Job:
Can you quote, unchanged, everything in the data records below from the line containing "vertical cross shaft -> box" down to the end of the records?

━━━ Record extracts

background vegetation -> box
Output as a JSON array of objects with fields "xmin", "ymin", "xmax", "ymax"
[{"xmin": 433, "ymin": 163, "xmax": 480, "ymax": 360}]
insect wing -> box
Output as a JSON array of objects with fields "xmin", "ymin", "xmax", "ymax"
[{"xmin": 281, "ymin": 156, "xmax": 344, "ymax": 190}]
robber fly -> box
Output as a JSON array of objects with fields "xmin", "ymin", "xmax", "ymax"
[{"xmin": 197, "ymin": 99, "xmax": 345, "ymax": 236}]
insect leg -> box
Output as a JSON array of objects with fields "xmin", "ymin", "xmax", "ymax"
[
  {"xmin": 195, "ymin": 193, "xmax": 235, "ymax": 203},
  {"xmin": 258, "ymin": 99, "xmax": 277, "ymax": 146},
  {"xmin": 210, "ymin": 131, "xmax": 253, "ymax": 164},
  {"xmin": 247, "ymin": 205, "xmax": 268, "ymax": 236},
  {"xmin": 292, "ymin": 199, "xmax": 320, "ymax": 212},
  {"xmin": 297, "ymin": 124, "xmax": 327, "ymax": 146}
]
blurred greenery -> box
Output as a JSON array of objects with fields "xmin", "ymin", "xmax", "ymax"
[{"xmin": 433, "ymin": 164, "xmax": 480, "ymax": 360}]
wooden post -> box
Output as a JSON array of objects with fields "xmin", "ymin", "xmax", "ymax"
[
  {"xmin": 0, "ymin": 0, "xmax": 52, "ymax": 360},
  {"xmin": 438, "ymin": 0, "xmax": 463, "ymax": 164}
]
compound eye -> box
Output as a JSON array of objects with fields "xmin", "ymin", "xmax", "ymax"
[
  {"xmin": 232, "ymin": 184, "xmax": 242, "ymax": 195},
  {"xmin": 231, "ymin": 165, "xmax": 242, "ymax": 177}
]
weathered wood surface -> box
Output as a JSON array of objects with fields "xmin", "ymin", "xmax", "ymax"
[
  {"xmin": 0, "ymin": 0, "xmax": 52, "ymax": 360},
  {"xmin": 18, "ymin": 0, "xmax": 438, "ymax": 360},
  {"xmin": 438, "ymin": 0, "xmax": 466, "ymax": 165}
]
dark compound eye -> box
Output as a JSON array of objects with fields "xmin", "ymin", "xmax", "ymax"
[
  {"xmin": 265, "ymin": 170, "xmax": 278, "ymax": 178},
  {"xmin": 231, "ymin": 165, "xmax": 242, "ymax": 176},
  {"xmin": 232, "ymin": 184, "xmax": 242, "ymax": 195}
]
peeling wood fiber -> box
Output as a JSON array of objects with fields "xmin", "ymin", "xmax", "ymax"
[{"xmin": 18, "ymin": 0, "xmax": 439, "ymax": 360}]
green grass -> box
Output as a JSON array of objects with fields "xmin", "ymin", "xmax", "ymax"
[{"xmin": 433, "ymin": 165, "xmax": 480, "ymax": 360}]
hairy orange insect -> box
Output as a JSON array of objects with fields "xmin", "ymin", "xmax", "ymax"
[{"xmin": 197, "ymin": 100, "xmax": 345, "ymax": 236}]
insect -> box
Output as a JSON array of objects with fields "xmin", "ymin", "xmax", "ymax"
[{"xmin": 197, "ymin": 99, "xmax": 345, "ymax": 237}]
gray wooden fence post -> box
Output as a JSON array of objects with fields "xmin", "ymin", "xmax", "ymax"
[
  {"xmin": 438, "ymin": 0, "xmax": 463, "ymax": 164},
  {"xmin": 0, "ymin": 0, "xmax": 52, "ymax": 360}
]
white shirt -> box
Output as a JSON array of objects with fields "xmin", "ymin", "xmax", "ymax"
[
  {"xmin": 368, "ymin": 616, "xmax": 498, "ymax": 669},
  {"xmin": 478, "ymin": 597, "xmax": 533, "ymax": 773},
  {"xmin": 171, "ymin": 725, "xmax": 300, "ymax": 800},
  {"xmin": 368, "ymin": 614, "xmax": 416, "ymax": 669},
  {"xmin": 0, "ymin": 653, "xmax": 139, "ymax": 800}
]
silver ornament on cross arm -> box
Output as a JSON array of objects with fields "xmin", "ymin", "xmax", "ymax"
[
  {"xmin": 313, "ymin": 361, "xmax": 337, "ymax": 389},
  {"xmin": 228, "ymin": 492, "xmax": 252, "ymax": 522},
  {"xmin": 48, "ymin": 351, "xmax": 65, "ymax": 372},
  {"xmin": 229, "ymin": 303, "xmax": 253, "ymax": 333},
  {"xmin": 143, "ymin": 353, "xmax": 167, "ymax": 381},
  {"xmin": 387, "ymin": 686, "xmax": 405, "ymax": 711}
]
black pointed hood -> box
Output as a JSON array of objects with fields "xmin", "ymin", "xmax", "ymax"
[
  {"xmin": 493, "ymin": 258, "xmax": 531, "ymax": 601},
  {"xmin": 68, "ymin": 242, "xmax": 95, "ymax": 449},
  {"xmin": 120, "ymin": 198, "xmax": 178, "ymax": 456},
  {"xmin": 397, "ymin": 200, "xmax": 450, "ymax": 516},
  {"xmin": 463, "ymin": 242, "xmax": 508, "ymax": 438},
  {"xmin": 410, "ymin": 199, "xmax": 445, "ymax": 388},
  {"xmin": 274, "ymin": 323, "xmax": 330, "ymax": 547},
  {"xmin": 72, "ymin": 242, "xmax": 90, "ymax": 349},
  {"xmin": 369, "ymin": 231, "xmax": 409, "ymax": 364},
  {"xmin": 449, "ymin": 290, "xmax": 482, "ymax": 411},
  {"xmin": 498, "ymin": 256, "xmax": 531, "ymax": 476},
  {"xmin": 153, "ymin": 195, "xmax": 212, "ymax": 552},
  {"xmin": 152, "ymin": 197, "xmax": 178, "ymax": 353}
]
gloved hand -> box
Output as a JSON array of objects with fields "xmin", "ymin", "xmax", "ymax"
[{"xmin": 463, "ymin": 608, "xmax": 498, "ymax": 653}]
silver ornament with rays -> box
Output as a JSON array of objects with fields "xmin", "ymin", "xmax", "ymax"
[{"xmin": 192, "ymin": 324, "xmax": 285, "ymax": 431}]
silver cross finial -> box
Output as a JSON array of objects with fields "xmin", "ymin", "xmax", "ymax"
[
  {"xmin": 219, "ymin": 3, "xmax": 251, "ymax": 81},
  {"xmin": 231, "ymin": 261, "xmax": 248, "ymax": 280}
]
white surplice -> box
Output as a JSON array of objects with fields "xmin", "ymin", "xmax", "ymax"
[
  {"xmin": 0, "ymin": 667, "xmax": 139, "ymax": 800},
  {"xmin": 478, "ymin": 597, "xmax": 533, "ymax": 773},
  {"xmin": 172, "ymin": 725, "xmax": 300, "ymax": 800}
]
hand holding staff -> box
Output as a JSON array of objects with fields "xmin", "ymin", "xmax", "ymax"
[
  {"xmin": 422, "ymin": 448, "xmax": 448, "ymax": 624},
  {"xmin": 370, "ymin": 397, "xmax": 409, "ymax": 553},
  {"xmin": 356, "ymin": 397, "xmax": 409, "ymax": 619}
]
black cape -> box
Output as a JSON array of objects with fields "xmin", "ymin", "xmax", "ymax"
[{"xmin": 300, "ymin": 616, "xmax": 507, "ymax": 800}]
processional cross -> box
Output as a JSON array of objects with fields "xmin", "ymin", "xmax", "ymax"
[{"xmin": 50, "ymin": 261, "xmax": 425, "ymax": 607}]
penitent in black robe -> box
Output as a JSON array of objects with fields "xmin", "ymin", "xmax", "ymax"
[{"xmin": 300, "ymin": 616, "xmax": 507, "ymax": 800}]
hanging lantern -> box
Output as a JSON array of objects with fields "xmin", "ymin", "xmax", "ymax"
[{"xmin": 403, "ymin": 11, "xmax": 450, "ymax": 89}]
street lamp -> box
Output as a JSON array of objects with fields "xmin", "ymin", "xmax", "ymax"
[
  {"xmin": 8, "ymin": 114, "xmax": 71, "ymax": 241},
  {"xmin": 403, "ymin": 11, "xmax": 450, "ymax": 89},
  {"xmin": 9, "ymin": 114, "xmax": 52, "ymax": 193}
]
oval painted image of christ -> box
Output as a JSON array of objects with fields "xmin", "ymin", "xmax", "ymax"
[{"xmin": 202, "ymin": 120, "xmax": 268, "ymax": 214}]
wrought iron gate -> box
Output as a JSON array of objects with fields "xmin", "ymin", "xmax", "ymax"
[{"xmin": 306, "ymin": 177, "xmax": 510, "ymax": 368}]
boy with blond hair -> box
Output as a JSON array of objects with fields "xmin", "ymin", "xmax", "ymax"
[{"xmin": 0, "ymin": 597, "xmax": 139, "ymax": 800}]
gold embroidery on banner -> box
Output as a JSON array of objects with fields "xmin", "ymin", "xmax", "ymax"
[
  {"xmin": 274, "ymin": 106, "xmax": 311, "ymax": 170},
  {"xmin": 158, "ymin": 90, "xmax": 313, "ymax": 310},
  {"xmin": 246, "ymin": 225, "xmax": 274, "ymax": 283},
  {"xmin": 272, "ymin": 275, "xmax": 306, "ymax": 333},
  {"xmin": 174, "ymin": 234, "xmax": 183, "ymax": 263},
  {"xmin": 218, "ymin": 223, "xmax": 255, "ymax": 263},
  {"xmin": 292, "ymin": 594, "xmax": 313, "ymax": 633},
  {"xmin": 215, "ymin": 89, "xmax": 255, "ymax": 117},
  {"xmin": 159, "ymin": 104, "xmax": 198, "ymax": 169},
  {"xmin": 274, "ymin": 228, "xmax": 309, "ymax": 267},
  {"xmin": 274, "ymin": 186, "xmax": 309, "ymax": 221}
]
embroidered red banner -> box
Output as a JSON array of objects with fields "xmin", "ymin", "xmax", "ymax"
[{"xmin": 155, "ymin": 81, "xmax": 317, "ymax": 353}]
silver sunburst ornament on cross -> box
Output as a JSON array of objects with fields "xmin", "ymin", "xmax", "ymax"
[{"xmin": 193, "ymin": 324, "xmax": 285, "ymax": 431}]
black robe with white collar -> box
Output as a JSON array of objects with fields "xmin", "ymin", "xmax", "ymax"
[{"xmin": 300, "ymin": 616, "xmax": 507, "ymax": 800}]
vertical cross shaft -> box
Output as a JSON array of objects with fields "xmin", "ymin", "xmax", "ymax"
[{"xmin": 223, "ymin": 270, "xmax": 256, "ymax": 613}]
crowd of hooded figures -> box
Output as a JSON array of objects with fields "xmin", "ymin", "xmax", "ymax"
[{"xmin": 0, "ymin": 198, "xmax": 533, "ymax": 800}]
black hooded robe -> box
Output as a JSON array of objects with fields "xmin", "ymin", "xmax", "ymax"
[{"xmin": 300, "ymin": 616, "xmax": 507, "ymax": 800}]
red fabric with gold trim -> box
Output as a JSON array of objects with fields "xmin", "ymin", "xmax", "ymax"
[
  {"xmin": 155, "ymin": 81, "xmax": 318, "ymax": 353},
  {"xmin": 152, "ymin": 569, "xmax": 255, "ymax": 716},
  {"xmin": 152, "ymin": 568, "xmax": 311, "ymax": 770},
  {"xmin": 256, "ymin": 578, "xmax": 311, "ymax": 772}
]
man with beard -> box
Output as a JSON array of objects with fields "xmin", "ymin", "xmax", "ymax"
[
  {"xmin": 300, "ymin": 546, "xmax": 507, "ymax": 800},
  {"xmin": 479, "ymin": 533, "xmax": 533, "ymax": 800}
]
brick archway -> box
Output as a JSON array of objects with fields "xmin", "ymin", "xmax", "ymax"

━━━━━━

Exercise output:
vertical cross shaft -> box
Output as a JSON array of objects with fields "xmin", "ymin", "xmax", "ymax"
[{"xmin": 223, "ymin": 270, "xmax": 256, "ymax": 613}]
crowd of hooded figures -> box
Output as a JSON array of objects with fields "xmin", "ymin", "xmax", "ymax"
[{"xmin": 0, "ymin": 198, "xmax": 533, "ymax": 800}]
black hooded robe -> box
Output as a JSON array of objects with fields "xmin", "ymin", "xmax", "ymax"
[{"xmin": 300, "ymin": 616, "xmax": 507, "ymax": 800}]
red fabric with gold trim -> box
Output as a JSON array of objects with fields "xmin", "ymin", "xmax", "ymax"
[
  {"xmin": 155, "ymin": 81, "xmax": 318, "ymax": 353},
  {"xmin": 152, "ymin": 569, "xmax": 255, "ymax": 716},
  {"xmin": 152, "ymin": 568, "xmax": 311, "ymax": 770},
  {"xmin": 256, "ymin": 578, "xmax": 311, "ymax": 772}
]
man with beard -> box
Output as a JSON array of objects with fields "xmin", "ymin", "xmax", "ymax"
[
  {"xmin": 300, "ymin": 546, "xmax": 507, "ymax": 800},
  {"xmin": 479, "ymin": 533, "xmax": 533, "ymax": 800}
]
brick archway -> box
Output as a JSON array of objects with fields "xmin", "ymin", "xmax", "ymax"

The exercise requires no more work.